● Task objective
Gather every line in the items below that contains the string "candles", copying each one in full. Case matters, so only count matches with the same capitalization.

● Data extract
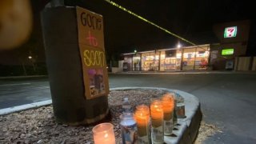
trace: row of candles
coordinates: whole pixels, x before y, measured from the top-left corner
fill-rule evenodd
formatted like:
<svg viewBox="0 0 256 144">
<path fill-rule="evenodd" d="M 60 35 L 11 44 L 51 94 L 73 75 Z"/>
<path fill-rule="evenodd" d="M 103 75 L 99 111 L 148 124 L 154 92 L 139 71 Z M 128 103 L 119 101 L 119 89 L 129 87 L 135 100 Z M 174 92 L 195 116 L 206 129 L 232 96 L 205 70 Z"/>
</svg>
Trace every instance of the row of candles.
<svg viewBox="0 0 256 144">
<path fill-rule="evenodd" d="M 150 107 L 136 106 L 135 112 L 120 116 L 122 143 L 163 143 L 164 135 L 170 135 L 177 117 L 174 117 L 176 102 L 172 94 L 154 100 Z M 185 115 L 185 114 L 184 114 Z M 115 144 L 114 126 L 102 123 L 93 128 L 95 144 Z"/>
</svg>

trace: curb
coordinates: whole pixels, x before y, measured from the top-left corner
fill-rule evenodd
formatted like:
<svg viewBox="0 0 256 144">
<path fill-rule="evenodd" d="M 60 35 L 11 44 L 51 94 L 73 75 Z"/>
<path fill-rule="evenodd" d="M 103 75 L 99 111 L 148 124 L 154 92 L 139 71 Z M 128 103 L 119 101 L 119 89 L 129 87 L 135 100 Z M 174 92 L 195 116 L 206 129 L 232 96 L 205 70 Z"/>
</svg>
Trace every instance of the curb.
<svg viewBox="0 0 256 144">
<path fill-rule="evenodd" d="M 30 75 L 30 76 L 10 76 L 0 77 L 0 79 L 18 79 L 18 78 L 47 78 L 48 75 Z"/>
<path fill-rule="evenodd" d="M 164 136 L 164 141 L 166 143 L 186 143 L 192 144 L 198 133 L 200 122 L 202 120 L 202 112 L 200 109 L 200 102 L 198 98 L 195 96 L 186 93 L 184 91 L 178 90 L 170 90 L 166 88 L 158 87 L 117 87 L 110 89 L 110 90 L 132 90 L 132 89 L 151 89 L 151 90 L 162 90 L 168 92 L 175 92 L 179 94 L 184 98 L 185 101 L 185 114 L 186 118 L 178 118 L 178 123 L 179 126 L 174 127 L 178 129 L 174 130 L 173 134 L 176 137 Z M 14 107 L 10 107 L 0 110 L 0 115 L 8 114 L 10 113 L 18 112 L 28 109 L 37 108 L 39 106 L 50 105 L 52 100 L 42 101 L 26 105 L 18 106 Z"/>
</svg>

* * *

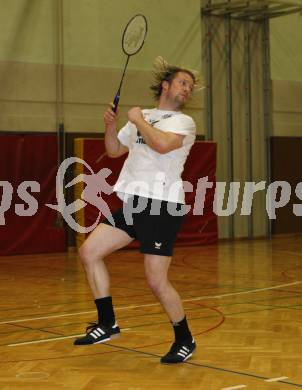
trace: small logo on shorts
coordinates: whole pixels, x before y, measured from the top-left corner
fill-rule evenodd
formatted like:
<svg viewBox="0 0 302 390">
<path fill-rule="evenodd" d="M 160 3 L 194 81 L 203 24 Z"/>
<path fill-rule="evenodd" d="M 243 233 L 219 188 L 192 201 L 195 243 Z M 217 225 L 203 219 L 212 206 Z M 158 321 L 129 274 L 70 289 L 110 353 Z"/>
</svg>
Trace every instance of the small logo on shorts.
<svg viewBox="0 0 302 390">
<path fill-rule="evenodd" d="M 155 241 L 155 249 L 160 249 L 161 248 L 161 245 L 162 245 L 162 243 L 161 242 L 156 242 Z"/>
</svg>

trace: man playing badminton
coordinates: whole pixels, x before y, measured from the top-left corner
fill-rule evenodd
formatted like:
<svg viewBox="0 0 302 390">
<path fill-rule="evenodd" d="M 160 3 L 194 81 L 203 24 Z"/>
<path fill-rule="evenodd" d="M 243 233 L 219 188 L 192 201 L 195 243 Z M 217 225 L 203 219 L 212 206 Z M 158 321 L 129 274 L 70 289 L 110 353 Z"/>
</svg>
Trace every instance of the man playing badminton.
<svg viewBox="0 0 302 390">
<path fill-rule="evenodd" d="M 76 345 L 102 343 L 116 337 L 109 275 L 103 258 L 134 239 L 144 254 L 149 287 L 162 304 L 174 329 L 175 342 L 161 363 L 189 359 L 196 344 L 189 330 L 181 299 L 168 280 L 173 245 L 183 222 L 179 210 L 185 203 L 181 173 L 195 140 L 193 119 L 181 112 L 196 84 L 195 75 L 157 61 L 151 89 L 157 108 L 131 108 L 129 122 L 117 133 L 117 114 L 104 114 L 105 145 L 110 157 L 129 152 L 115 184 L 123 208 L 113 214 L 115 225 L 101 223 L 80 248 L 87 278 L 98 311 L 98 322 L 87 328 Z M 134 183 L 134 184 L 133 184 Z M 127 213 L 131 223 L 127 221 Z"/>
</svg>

---

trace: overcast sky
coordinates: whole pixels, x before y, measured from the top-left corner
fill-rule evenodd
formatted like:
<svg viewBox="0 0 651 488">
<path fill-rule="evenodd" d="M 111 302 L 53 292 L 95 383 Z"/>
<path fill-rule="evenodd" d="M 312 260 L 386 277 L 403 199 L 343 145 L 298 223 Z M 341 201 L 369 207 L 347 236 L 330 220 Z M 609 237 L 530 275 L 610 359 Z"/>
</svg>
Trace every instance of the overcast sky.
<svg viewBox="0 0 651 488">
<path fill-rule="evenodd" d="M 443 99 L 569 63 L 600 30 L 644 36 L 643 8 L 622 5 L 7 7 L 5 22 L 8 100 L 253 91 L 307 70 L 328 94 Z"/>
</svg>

● Response
trace: row of candles
Trace every instance of the row of candles.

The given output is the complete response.